Your answer is the listing, printed exactly as given.

■ **Record extracts**
____

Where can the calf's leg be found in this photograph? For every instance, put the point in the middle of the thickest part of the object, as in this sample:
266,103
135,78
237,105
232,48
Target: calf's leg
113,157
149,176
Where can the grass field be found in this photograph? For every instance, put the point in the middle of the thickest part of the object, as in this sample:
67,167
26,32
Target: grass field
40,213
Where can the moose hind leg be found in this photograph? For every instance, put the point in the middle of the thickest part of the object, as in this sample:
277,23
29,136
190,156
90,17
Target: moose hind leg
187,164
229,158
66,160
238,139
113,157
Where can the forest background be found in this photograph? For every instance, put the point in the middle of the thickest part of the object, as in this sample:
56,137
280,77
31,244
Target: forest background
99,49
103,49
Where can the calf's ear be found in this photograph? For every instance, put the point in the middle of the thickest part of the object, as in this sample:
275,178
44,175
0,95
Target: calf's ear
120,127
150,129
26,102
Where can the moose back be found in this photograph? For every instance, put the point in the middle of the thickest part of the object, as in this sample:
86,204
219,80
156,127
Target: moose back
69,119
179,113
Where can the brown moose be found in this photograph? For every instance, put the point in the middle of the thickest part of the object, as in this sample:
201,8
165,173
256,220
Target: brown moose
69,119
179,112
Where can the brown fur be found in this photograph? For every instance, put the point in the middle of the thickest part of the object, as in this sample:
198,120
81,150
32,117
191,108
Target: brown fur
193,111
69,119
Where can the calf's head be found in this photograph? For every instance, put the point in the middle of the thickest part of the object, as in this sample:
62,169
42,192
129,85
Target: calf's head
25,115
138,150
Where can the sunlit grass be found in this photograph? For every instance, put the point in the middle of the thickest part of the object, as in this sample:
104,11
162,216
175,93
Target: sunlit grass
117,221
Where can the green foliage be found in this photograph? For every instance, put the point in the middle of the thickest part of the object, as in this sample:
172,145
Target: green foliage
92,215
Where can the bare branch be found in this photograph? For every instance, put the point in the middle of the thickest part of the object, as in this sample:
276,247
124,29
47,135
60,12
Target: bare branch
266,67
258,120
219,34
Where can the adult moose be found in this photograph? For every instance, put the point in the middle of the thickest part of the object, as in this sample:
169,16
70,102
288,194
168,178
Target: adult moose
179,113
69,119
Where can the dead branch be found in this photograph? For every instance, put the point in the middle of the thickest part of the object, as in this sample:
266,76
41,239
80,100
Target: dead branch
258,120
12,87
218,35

____

■ **Task answer**
Where can the calf's leg be found in this photograph? For every instance, put the point in the middle of the thickest part of the object, as in this sample:
266,103
135,78
237,105
232,48
Target: calf's leg
113,157
149,176
Where can the grass field be found in this photograph? For every instance, put the point in the middle of the thickest part of the object, as in this sample:
67,167
26,32
Target: grass field
40,213
Where can the moose hind leg be found in this photograph? For every instance, put the point in the middle of the thickest part of the object, as in this sample:
277,23
29,136
190,156
90,17
Target: moose hind leg
187,164
229,158
66,160
238,139
113,157
Where can the forest background be found in this photograph? For every instance, put the point in the middle of the thickest part of the object, as in this sample:
56,137
280,77
31,244
Target: forest background
99,49
103,49
Where can the calf's ear be found in this photograph? For every instance, put the point in the middle of the thickest part of the object, as in this sample:
275,178
44,175
0,95
Target: calf's ear
120,127
150,129
26,102
Where can the moose back be found in this photograph? For every instance, put the point in the middle of the thickest part of the object, as in this sample:
86,204
219,80
156,127
Target: moose back
69,119
179,113
Where can the brown moose be found in this photograph? For every instance, put the point in the middle of the thickest part of the object, as in this sample:
201,8
165,173
256,220
Target: brown moose
69,119
179,112
Where can the brown fur be found in this photograph? For every instance, put the point in the middle of the thickest part of the object, as in this sample:
198,120
81,150
32,117
191,108
Target: brown fur
193,111
69,119
Where can the calf's head be found in this photograph? For every instance, put the point in the middle of the thickest part of the object, as in this sample:
62,169
42,192
129,85
Target: calf's head
25,115
138,150
Where can the sunlit grass be found in this photograph? For every instance, put the point in the middle of the thickest part of the object, as in this sample:
104,11
162,216
175,93
Target: sunlit grass
117,221
Where can the green foliage be found in this photograph? For every instance, put the point in the middle of the thickest part of the object, as in this sample:
172,145
Target: green foliage
92,215
Where can the bare branch be found in this photograph? For every instance, put the point in the middle of the thickest part of the object, as in this sample:
276,247
124,29
47,135
60,12
Target: bare branch
266,67
258,120
219,34
Where can the adult moose be found in this photograph? For every instance, put the point in the middle of the thickest part of the object, as in this sample:
169,16
70,102
288,194
168,178
Target: adult moose
179,113
69,119
Where can the dead branch be found in this photograph? For every instance, put the point in the middle of the thickest part of the object, as in this sample:
266,76
41,239
80,100
Target: dead branch
258,120
12,87
218,35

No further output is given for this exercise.